Material for the task —
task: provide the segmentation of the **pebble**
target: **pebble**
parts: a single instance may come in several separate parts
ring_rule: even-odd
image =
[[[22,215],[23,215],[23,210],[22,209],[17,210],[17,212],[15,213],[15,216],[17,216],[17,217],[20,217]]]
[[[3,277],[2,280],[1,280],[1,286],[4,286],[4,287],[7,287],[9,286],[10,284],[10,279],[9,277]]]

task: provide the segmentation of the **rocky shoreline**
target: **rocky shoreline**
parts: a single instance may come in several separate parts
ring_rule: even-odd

What the task requires — Set down the preceding data verbatim. Every line belongs in the copy.

Answer space —
task: provide the segmentation of the **pebble**
target: **pebble**
parts: a single instance may come in several separate parts
ring_rule: even-odd
image =
[[[22,215],[23,215],[23,210],[22,209],[17,210],[17,212],[15,213],[15,216],[17,216],[17,217],[20,217]]]
[[[3,277],[2,280],[1,280],[1,286],[4,286],[4,287],[7,287],[9,286],[10,284],[10,279],[9,277]]]

task: provide the segmentation of the **rocky shoreline**
target: **rocky shoreline**
parts: a single instance may come in several separate parts
ring_rule: even-odd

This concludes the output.